:: Materiał wejściowy

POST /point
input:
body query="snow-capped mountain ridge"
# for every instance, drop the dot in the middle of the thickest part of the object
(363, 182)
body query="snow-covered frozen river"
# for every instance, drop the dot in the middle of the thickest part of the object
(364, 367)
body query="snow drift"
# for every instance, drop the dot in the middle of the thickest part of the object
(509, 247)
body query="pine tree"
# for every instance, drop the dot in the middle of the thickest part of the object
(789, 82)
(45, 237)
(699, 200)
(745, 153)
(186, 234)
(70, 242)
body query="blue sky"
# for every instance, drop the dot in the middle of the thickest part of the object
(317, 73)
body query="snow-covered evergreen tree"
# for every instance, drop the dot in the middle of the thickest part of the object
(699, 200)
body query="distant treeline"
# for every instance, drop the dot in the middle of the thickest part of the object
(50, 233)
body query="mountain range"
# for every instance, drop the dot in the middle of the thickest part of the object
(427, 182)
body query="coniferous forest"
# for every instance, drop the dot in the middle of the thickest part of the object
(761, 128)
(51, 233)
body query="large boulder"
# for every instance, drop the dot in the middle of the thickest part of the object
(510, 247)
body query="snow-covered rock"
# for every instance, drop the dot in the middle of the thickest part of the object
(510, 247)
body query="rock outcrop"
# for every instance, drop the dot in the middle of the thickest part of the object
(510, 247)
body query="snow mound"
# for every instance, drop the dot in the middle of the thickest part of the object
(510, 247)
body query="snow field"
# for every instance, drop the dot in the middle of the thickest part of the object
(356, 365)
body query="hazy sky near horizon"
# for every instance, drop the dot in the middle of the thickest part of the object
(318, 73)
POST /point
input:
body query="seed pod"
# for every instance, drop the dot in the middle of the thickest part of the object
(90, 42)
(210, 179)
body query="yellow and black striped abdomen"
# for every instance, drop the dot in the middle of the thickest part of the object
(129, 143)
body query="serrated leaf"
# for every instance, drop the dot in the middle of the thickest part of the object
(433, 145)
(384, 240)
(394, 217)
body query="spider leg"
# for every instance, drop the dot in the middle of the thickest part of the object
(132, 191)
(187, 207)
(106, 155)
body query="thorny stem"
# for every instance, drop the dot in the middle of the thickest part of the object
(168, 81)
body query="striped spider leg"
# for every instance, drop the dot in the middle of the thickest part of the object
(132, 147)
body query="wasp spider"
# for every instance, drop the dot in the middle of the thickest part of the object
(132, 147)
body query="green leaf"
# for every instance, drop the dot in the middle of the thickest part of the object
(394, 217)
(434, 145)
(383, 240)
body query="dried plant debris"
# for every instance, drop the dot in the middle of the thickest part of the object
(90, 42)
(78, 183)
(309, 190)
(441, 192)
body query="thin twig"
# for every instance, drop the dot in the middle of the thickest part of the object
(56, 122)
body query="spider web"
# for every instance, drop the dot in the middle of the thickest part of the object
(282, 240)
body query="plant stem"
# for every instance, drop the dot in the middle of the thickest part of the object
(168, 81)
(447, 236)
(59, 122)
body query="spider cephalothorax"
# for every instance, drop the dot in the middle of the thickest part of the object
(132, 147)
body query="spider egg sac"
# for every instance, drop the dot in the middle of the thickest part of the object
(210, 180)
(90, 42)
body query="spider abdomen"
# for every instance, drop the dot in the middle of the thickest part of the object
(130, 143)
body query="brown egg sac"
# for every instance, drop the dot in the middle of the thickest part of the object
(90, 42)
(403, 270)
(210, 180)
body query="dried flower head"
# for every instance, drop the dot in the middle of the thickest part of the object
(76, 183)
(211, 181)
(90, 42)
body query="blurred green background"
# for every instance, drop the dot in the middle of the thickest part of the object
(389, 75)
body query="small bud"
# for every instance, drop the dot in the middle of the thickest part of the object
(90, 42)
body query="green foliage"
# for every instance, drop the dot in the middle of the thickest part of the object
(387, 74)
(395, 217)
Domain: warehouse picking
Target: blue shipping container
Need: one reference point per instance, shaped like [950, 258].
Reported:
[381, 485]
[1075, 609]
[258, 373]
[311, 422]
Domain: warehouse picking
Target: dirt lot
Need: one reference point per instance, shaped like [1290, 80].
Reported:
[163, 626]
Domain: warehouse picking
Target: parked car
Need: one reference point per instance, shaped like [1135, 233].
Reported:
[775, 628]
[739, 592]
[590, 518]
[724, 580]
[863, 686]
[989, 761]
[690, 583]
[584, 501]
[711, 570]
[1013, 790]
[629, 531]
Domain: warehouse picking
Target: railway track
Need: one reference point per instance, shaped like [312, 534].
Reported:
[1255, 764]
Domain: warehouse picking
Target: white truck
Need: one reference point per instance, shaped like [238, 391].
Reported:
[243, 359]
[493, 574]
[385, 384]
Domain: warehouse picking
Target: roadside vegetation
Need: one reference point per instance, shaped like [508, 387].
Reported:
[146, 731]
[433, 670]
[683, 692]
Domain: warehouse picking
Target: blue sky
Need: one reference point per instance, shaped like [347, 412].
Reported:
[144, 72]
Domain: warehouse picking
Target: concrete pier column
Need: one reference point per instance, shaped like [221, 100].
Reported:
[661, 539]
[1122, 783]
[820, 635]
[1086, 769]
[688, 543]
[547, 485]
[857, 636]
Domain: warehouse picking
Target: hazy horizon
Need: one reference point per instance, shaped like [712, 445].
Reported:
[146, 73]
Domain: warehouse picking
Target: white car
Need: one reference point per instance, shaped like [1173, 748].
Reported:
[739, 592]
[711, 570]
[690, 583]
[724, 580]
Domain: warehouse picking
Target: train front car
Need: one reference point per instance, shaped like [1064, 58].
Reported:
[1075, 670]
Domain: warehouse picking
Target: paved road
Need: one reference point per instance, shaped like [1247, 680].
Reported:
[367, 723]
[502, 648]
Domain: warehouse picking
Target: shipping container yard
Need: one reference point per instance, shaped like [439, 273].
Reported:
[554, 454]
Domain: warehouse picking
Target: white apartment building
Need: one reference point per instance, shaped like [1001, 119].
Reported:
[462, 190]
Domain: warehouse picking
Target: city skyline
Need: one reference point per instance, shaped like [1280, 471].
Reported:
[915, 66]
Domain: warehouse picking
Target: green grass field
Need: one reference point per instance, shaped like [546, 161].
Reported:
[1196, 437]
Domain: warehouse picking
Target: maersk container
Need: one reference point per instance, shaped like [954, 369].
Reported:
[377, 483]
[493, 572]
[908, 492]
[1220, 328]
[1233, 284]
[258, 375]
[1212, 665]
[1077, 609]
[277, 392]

::::
:: Materiał wejściowy

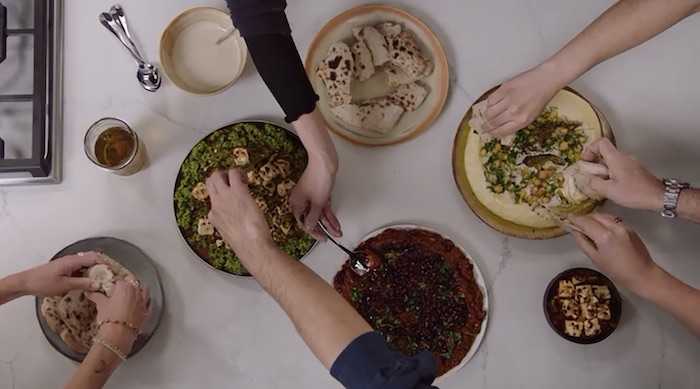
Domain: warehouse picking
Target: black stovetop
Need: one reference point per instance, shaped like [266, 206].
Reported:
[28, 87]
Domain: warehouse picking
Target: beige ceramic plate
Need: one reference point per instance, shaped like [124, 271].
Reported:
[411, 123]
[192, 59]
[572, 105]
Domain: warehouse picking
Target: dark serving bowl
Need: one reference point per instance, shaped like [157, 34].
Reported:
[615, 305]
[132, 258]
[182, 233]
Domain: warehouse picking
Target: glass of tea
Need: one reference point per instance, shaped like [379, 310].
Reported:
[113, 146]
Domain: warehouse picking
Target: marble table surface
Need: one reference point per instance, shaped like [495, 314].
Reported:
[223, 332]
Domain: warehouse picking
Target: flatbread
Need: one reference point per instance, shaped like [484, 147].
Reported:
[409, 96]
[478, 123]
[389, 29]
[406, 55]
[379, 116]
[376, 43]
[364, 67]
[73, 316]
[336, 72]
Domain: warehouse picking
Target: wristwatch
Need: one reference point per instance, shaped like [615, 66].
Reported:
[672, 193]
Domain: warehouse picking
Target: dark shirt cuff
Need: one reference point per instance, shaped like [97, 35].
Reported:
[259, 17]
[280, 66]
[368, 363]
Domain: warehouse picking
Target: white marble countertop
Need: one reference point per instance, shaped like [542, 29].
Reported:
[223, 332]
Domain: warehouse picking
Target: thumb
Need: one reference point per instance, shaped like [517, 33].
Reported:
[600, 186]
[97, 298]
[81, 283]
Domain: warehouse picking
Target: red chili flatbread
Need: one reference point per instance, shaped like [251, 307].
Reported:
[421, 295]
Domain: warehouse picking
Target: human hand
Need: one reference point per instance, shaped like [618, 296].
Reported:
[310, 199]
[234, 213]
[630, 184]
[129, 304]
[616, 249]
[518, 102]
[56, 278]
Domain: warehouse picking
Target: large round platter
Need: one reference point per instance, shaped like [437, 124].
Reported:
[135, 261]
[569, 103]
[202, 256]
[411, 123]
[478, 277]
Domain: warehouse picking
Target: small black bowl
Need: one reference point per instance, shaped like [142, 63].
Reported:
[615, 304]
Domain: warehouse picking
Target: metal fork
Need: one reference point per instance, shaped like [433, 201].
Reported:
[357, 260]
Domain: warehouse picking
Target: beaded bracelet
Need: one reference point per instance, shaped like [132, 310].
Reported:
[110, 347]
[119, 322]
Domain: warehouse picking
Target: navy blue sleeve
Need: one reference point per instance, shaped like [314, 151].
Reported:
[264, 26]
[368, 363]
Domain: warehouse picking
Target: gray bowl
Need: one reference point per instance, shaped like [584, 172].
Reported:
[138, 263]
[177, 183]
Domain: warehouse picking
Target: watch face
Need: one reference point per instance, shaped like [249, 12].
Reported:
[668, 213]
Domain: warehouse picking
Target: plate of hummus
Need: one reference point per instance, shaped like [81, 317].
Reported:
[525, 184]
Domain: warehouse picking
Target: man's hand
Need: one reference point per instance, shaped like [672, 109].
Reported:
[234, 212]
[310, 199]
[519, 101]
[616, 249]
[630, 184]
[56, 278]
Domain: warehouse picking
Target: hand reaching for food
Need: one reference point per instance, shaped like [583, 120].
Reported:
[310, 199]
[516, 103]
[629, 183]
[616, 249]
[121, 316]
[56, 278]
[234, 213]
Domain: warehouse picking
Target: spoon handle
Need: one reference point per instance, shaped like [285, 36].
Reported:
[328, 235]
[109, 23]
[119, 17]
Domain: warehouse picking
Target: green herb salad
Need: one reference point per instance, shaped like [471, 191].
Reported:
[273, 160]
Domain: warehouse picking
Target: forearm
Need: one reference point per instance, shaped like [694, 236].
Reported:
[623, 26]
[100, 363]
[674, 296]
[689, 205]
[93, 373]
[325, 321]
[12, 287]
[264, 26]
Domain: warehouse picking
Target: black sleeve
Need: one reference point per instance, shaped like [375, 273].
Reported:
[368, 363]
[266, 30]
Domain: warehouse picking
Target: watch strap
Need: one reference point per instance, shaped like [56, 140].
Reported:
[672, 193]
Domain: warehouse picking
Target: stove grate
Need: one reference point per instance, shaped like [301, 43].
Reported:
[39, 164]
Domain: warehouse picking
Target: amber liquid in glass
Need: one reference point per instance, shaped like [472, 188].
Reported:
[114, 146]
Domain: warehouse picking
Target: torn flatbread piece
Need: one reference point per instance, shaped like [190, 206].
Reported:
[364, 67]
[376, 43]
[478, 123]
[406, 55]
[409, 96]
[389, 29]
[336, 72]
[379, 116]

::::
:: Materiał wejściowy

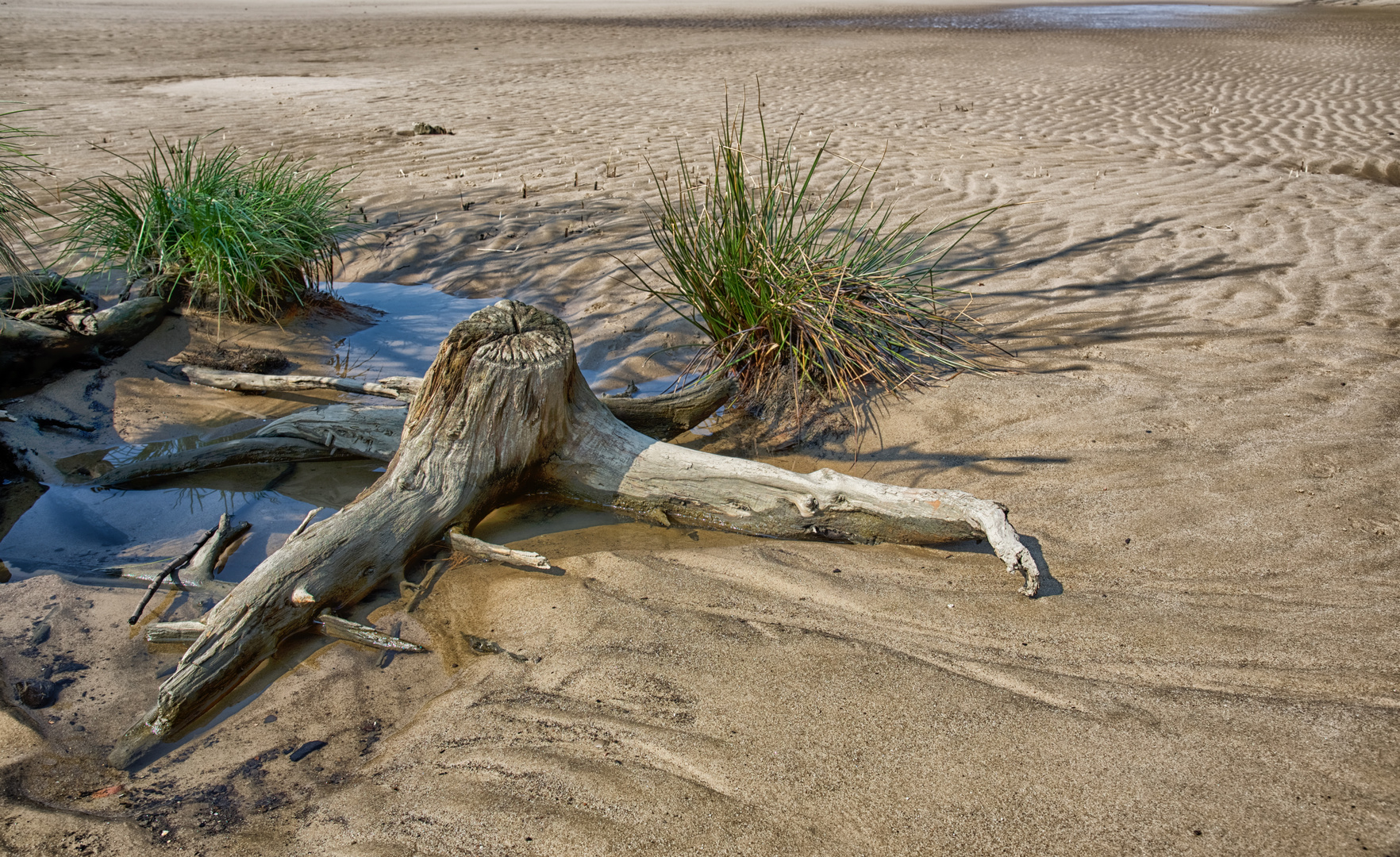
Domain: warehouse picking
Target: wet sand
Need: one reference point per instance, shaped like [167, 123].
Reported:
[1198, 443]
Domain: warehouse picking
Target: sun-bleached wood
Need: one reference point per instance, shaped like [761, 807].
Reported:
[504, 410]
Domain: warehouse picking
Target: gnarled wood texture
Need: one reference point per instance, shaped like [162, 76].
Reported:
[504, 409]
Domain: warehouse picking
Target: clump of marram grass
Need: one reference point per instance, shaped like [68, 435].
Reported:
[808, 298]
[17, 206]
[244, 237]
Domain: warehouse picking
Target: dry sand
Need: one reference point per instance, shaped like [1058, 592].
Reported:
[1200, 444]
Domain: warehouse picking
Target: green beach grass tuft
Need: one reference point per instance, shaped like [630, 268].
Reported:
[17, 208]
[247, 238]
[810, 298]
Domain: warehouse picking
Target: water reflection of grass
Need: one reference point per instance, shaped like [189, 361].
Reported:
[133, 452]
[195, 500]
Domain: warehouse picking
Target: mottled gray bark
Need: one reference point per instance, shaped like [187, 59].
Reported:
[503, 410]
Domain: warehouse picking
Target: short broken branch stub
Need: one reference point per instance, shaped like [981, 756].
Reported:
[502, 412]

::::

§ **Zadanie**
Które wiersze rekordów zawierają słowo "abdomen"? Odfiltruj je i przepisz każdy w całości, pamiętając, że wielkość liter ma znaczenie.

§ **Wykonane zadanie**
body query="yellow and black striped abdomen"
body query="spider abdomen"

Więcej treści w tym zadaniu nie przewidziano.